* _PROBLEMS_
1. In the sermon on the Parable of the Talents, start at the words "Sermon by William" and end after "(Matthew 25:29-30 NKJV)". Reproduce that passage with "Trinity" replaced by "Pentecost".
2. According to the sermon on the Parable of the Talents, where in Matthew does the Olivet Discourse begin and end?

* _DOCUMENT TEXT_
The Call to Faithfulness

Sermon by William Mikler on

The Parable of the Talents, the call to faithfulness, and the importance of making good choices

22nd Sunday after Trinity

Readings: Judges 4:1-7; Psalm 123; 1 Thessalonians 5:1-11; Matthew 25:14-30

For to everyone who has, more will be given, and he will have abundance; but from him who does not have, even what he has will be taken away. 30 And cast the unprofitable servant into the outer darkness. There will be weeping and gnashing of teeth. (Matthew 25:29-30 NKJV)

IN LIFE, There are choices to be made between good and evil, blessing and judgment, and life and death. The Parable of the Talents, properly understood in its original context, presented the apostles with a choice between faithfulness and faithlessness. As the parable made clear to them, they would be rewarded for the former but punished for the latter. The choice between faithfulness and faithless was theirs.

The choice that Christ presented to the apostles followed the pattern of choice that God established in the beginning when He promised Adam and Eve life on condition of obedience and death on condition of disobedience. Ever since then, God has given men—and especially His people—a choice between faithful obedience and faithless disobedience.

Before Israel entered the Promised Land, God gave His people a choice between blessing and cursing. The choice was made clear when Israel passed between Mount Ebal, the mount of cursing, and Mount Gerizim, the mount of blessing. As representatives of half of the tribes stood on Mount Ebal and representatives of the other half stood on Mt. Gerizim, and as Israel passed between the two mounts, Levites on Mount Ebal declared cursings and Levites on Mount Gerizim pronounced blessings. The curses warned the Israelites of the terrible consequences God would visit on them if they disobeyed the Covenant. The blessings promised the benefits that would accrue to them if they obeyed the Covenant. In this way God set before Israel the choice between life and death (Deut. 30:15-20).

In our Gospel reading for today, we find the same covenantal pattern in force. In the parable, the faithful stewards were rewarded and the unfaithful steward was punished. The apostles doubtless got the point: the Lord was calling them to choose faithfulness over faithlessness on behalf of the apostolic treasure (the gospel) he had committed to them. (As we will see in more detail a little later, this parable is not about money.)

Brethren, the call to faithfulness brings with it promises of reward if we’re faithful and warnings of punishment if we are not. We are therefore wise to appropriate the Parable of the Talents for our own lives. With this thought in mind, and with our own lives in view, let us now turn to this most instructive metaphorical lesson.


Let us begin by taking note of the parable’s context. It is important that we do so because the Parable of the Talents is an integral part of the long talk the Lord gave to his disciples on the Mount of Olives shortly after he left the temple for the last time and a few days before his betrayal, crucifixion, and death. The long talk has long been called the Olivet Discourse, and it runs from Matthew 24:3 through the 25th chapter of Matthew.

The Olivet Discourse & Eschatology

The Olivet Discourse has long been studied for its eschatological teaching. Indeed, its first portion, Matthew 24:3-29, is an eschatological passage. That is because it deals with the end of the Mosaic dispensation.

* _EXCERPTED DATA_
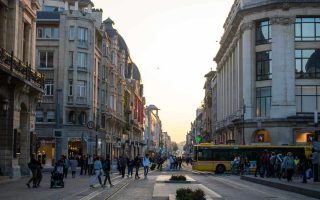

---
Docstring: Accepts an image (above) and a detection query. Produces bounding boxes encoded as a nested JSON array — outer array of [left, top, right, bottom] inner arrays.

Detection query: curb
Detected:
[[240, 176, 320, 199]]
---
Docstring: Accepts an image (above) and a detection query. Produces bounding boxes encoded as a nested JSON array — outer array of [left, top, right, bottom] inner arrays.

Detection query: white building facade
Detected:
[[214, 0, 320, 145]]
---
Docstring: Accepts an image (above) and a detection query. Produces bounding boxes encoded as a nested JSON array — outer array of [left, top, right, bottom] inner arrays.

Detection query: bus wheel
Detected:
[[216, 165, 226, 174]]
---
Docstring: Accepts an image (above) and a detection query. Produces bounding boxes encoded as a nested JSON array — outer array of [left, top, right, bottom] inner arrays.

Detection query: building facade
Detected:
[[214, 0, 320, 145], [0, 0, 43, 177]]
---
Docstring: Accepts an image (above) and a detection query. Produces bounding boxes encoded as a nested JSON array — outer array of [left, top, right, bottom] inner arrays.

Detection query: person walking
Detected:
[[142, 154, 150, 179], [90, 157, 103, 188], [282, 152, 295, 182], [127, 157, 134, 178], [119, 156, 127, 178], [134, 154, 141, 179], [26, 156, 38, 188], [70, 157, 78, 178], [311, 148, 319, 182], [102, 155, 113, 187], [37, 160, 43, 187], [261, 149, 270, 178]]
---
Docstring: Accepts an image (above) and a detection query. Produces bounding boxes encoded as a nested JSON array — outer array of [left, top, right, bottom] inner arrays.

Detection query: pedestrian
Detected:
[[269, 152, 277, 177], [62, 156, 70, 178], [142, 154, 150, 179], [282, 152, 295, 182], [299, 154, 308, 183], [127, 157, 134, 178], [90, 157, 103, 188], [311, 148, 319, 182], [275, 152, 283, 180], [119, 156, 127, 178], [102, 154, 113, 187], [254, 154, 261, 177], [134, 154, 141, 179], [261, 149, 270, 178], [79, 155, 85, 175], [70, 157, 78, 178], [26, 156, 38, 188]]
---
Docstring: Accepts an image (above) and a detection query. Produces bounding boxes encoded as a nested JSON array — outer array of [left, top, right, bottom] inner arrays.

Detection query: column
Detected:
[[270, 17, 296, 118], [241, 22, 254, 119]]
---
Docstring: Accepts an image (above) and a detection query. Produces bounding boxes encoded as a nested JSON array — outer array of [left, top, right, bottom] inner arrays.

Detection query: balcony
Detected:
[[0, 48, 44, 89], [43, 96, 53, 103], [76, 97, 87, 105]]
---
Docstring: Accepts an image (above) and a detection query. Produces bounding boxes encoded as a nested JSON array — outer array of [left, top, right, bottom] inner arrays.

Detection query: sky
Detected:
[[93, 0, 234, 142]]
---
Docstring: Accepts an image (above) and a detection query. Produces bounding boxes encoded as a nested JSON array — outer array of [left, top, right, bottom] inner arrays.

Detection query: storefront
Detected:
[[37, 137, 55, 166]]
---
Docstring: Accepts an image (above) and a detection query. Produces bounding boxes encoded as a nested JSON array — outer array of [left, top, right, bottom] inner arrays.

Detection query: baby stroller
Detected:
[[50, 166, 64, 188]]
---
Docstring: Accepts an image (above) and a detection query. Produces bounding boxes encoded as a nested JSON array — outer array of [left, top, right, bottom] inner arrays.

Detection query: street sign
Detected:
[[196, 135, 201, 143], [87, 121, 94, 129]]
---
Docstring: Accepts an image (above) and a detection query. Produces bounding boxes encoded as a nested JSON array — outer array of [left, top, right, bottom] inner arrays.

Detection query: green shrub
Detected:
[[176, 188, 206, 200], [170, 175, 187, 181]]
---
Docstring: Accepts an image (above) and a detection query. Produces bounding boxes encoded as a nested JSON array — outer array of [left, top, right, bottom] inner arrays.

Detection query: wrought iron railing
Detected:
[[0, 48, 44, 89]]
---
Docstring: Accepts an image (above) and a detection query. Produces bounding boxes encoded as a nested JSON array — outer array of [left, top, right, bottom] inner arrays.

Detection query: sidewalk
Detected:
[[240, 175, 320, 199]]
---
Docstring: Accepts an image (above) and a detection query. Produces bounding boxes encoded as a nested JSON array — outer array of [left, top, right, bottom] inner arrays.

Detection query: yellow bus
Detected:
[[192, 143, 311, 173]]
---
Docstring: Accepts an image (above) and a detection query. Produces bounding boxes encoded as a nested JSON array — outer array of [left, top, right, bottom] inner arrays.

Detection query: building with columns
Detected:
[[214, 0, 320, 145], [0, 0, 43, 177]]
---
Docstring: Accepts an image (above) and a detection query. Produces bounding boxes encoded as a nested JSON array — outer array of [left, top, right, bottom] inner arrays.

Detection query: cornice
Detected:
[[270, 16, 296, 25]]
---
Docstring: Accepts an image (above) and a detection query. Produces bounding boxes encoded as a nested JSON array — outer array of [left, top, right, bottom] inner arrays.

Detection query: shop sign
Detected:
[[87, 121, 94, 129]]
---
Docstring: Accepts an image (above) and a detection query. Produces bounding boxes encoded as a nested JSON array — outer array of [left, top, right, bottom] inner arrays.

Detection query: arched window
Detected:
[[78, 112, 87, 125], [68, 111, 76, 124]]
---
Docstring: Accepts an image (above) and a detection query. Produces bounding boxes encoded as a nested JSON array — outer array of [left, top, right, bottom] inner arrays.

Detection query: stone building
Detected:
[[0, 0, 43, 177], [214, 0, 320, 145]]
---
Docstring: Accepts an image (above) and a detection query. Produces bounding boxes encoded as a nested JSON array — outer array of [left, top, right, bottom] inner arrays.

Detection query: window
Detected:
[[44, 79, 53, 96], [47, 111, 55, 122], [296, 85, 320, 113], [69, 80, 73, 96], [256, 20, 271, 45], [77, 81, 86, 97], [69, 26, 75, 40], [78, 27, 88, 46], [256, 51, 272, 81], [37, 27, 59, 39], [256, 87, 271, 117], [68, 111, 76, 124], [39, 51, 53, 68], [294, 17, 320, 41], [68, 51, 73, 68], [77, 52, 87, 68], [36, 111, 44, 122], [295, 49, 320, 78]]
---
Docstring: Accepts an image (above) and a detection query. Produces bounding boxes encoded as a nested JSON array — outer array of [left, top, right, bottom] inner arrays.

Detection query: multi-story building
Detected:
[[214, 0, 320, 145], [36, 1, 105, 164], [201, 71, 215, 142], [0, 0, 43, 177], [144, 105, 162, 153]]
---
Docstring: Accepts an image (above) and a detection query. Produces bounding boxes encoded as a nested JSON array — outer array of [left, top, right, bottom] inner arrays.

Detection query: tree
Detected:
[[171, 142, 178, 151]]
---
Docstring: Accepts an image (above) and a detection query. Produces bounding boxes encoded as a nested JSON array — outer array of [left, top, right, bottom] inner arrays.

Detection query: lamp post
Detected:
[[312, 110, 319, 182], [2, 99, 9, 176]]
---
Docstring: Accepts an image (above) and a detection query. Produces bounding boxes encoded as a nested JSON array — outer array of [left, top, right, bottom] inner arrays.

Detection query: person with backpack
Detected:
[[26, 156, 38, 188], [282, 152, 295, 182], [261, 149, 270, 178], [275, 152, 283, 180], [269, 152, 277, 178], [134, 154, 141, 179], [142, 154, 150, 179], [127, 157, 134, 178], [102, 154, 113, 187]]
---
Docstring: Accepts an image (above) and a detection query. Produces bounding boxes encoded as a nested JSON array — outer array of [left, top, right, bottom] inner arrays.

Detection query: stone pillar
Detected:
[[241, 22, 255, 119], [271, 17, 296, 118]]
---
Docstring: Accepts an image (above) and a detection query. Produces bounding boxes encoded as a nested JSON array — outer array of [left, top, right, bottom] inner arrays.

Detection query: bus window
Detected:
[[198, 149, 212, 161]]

* _EXPECTED ANSWERS_
1.
Sermon by William Mikler on

The Parable of the Talents, the call to faithfulness, and the importance of making good choices

22nd Sunday after Pentecost

Readings: Judges 4:1-7; Psalm 123; 1 Thessalonians 5:1-11; Matthew 25:14-30

For to everyone who has, more will be given, and he will have abundance; but from him who does not have, even what he has will be taken away. 30 And cast the unprofitable servant into the outer darkness. There will be weeping and gnashing of teeth. (Matthew 25:29-30 NKJV)

2. It runs from Matthew 24:3 through the 25th chapter of Matthew.